• [Working data]

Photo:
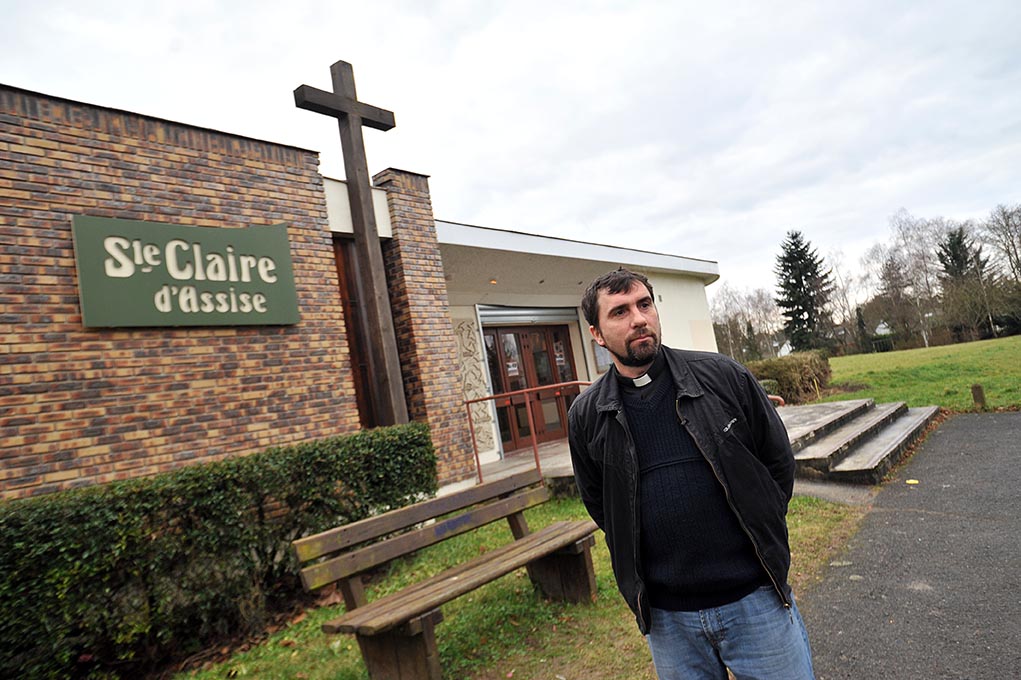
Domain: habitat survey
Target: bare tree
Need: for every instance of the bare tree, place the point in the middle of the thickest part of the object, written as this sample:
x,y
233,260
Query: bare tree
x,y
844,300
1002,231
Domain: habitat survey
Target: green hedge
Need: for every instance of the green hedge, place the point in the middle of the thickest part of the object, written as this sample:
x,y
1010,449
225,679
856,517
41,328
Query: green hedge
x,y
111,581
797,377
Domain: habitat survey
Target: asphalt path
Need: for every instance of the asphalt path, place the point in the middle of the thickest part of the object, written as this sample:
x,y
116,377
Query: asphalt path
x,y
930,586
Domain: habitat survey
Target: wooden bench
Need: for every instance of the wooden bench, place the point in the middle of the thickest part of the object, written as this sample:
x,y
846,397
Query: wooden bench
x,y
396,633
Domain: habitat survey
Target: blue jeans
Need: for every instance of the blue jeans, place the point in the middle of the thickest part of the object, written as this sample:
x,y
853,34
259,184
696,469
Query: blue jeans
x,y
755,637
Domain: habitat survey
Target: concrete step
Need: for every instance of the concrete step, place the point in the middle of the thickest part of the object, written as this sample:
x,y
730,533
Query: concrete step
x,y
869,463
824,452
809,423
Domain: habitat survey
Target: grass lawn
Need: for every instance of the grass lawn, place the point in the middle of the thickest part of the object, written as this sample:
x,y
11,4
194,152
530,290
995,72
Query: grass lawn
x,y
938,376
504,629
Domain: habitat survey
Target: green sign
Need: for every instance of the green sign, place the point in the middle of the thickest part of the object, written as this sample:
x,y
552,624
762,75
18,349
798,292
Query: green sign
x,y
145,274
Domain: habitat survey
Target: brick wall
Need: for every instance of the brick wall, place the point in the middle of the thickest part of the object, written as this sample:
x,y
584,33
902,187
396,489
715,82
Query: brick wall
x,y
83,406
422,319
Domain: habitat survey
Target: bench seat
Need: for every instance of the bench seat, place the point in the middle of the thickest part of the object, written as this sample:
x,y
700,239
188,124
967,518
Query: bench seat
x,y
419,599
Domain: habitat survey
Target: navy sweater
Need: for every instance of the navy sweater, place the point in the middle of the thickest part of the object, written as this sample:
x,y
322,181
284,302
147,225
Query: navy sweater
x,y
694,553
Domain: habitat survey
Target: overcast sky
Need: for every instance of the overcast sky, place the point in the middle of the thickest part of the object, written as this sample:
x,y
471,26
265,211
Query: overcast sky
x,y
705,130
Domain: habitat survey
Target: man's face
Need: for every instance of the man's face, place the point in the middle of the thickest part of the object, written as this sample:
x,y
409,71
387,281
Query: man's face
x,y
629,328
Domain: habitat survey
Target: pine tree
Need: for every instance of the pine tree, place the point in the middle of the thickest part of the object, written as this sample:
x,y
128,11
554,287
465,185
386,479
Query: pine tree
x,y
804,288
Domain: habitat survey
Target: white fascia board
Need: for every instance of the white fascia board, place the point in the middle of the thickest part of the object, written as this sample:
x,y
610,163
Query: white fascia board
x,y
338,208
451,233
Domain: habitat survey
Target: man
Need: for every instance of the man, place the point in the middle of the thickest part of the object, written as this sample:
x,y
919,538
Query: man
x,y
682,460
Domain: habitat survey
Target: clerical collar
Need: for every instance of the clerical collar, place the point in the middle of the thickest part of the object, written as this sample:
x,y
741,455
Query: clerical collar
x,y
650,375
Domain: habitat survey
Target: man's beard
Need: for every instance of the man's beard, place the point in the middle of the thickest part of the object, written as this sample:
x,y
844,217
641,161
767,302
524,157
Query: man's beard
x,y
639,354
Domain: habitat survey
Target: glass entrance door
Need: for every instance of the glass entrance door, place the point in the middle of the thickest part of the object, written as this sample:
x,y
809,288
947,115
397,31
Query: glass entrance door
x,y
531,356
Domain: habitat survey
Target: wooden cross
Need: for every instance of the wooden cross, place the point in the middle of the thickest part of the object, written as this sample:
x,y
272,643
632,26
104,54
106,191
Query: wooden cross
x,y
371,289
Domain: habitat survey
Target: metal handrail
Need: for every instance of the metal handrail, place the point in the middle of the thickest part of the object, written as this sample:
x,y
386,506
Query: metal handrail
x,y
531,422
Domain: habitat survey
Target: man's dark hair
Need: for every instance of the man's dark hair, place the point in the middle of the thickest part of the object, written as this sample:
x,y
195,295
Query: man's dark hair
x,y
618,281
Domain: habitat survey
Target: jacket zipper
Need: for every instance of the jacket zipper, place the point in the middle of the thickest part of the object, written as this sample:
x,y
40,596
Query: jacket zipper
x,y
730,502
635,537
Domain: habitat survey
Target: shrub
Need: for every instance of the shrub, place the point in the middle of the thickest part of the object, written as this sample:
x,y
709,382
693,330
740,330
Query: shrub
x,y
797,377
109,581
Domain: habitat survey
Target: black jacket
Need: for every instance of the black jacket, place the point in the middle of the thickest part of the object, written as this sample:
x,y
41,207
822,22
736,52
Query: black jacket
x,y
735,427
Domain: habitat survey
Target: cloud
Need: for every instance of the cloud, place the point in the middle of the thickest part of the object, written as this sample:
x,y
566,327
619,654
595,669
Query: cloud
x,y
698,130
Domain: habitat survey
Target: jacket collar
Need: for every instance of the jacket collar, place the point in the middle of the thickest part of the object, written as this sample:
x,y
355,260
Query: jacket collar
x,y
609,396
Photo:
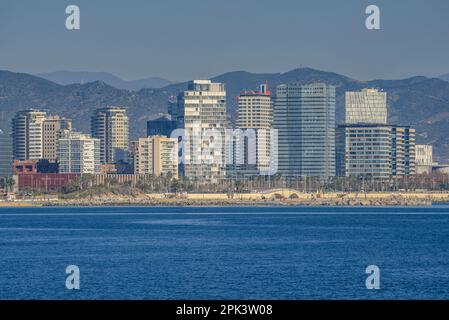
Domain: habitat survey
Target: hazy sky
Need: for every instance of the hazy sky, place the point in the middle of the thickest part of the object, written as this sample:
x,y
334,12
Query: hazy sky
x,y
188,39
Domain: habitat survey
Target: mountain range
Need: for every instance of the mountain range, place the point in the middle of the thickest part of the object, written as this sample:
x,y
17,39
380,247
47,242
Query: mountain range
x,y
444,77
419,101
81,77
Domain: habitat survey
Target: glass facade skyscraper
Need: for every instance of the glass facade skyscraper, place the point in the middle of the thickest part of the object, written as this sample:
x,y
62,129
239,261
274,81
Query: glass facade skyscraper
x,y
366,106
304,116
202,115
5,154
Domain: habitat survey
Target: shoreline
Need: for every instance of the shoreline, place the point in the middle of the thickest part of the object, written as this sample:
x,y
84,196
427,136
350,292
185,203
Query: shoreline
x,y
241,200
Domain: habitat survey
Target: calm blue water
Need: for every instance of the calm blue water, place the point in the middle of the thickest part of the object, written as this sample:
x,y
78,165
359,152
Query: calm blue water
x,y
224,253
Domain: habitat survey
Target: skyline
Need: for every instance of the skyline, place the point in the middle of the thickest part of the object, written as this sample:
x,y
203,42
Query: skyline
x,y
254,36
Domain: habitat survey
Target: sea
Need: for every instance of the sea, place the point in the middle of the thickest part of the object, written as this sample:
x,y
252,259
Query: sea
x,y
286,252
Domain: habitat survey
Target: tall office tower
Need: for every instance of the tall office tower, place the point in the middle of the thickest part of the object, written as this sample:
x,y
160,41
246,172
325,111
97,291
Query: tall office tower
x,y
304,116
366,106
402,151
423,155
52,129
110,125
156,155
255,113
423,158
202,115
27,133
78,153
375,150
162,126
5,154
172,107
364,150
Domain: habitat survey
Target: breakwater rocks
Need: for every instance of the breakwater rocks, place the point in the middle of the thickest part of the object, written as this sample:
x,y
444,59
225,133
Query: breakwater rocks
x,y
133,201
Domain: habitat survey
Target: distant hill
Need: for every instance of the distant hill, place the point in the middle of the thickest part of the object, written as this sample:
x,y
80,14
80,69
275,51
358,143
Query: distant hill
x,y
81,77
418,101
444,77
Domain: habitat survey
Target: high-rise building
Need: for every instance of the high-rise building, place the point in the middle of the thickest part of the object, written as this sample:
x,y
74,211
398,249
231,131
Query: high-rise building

• [Task prompt] Select every line above that contains the string "brick", matching case exactly.

• [Solution]
Target: brick wall
Need: for every instance of the brick wall, place the point in the middle of the thickest part of the object, written as this sample:
Query: brick wall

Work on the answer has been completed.